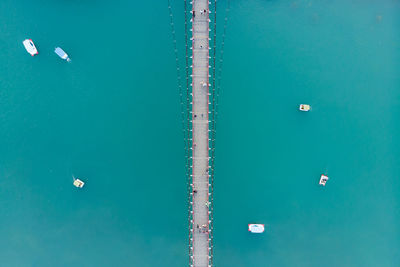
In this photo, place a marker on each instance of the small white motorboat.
(256, 228)
(30, 47)
(304, 107)
(323, 180)
(62, 54)
(78, 183)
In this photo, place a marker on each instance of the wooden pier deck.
(201, 256)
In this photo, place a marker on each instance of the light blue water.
(111, 117)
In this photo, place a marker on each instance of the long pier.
(200, 245)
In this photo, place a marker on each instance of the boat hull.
(30, 47)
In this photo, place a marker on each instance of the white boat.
(62, 54)
(304, 107)
(30, 47)
(256, 228)
(323, 180)
(78, 183)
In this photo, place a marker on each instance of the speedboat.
(62, 54)
(78, 183)
(256, 228)
(30, 47)
(323, 180)
(304, 107)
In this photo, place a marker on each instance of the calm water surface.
(111, 117)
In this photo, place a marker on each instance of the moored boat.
(323, 180)
(256, 228)
(30, 47)
(304, 107)
(78, 183)
(61, 53)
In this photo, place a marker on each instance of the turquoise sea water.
(111, 117)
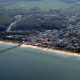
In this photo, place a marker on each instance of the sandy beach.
(59, 52)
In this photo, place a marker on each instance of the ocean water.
(32, 64)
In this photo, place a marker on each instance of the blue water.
(32, 64)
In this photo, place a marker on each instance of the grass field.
(45, 4)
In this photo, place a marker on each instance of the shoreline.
(54, 51)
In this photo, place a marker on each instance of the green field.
(54, 4)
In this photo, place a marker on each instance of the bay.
(33, 64)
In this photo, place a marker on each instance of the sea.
(33, 64)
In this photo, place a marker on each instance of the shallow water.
(32, 64)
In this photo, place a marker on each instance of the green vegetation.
(42, 4)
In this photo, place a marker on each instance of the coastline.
(54, 51)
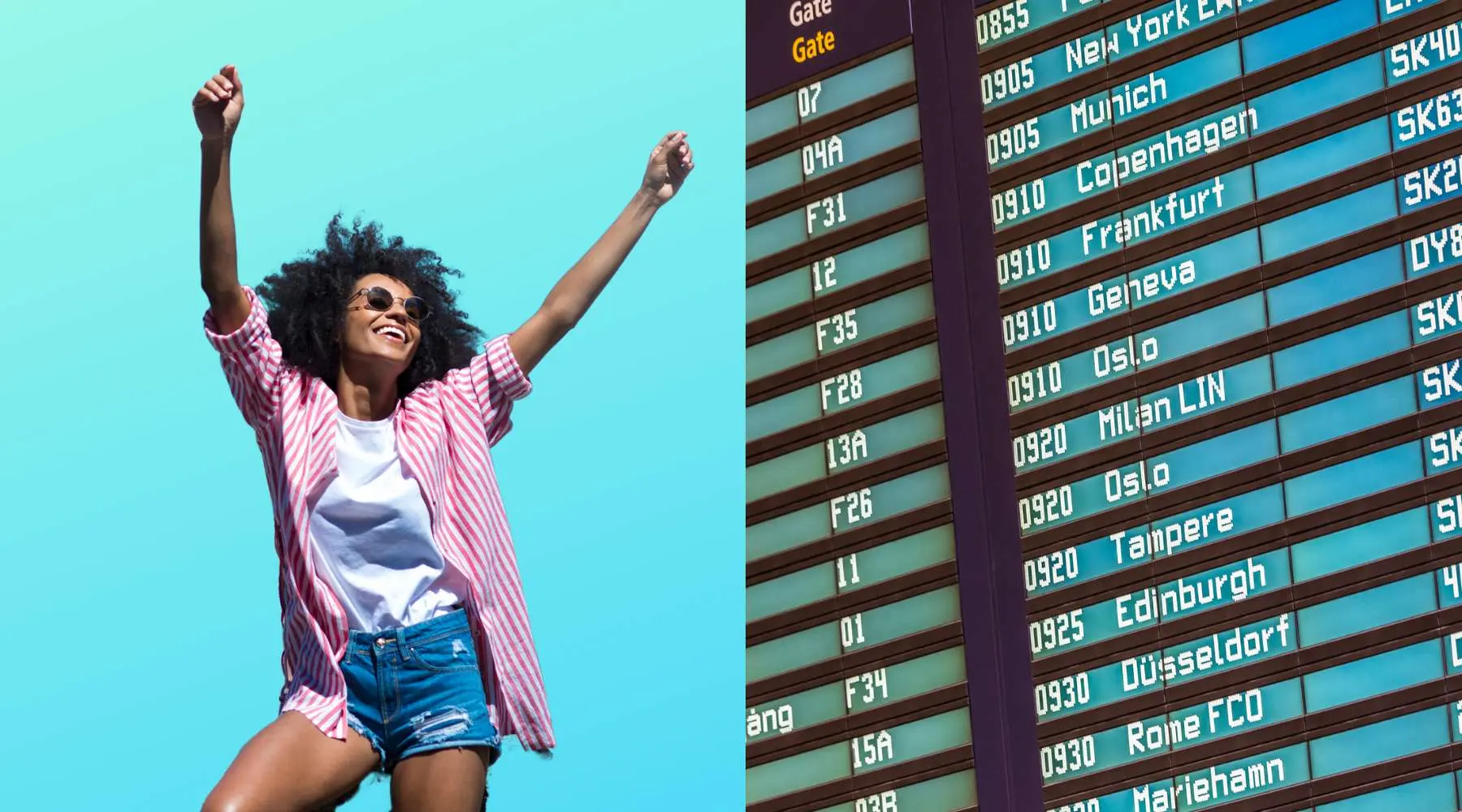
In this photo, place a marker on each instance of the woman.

● ● ● ● ● ● ●

DIRECTIONS FOR THIS TASK
Render every line of the records above as a Markdown table with two columns, Number and Line, numbering the rows in order. Skip blank lines and leave the pictures out.

RESULT OF THIS EXERCISE
| Number | Line |
|---|---|
| 1 | In this photo, place a marker on each instance of the small white motorboat. |
| 2 | (256, 228) |
| 3 | (30, 47) |
| 4 | (304, 107) |
| 5 | (323, 180) |
| 6 | (62, 54) |
| 7 | (78, 183) |
| 8 | In this photo, place a marker on each instance of the wooden pier deck. |
| 9 | (201, 256) |
| 10 | In this photo, place a marker on each instance of the light blue water. |
| 11 | (111, 117) |
| 12 | In this photo, place a marker on each instance of the long pier. |
| 13 | (200, 245) |
| 14 | In this photo, place a marker on each instance of the boat hull. |
| 15 | (30, 47) |
| 16 | In this photo, place a marker on each instance of the white boat. |
| 17 | (62, 54) |
| 18 | (304, 107) |
| 19 | (30, 47) |
| 20 | (256, 228) |
| 21 | (323, 180) |
| 22 | (78, 183) |
| 23 | In this photo, place a marker on each instance of the speedboat. |
| 24 | (62, 54) |
| 25 | (78, 183) |
| 26 | (256, 228) |
| 27 | (30, 47) |
| 28 | (323, 180) |
| 29 | (304, 107) |
| 30 | In this photo, place a marker on each instance of the calm water surface. |
| 31 | (111, 117) |
| 32 | In this photo, place a marker on each instance of the moored boat. |
| 33 | (323, 180) |
| 34 | (256, 228) |
| 35 | (30, 47) |
| 36 | (304, 107) |
| 37 | (78, 183) |
| 38 | (61, 53) |
| 39 | In this photo, place a marker on each instance of the turquoise sea water. |
| 40 | (111, 117) |
| 41 | In this photo, place a marker on each instance of the sandy beach. |
| 42 | (59, 52) |
| 43 | In this photo, place a marker on each instance of the ocean water. |
| 44 | (32, 64) |
| 45 | In this photo, place a marker on each instance of the blue water. |
| 46 | (32, 64) |
| 47 | In this photo, place a marker on each instance of the grass field. |
| 48 | (45, 4) |
| 49 | In this photo, place a marker on each instance of the shoreline. |
| 50 | (54, 51) |
| 51 | In this photo, place a marker on each instance of the green field. |
| 52 | (54, 4) |
| 53 | In this photo, place a marker on each instance of the bay. |
| 54 | (33, 64) |
| 55 | In this photo, place a marker on each instance of the sea. |
| 56 | (33, 64) |
| 57 | In this photo, place a marker on each instance of the shallow water. |
| 58 | (32, 64) |
| 59 | In this photo, place a marker on each instance of the green vegetation. |
| 60 | (42, 4) |
| 61 | In this photo, place a marker on each instance of the coastline. |
| 62 | (54, 51) |
| 63 | In this photo, place a marker on each instance of the woman. |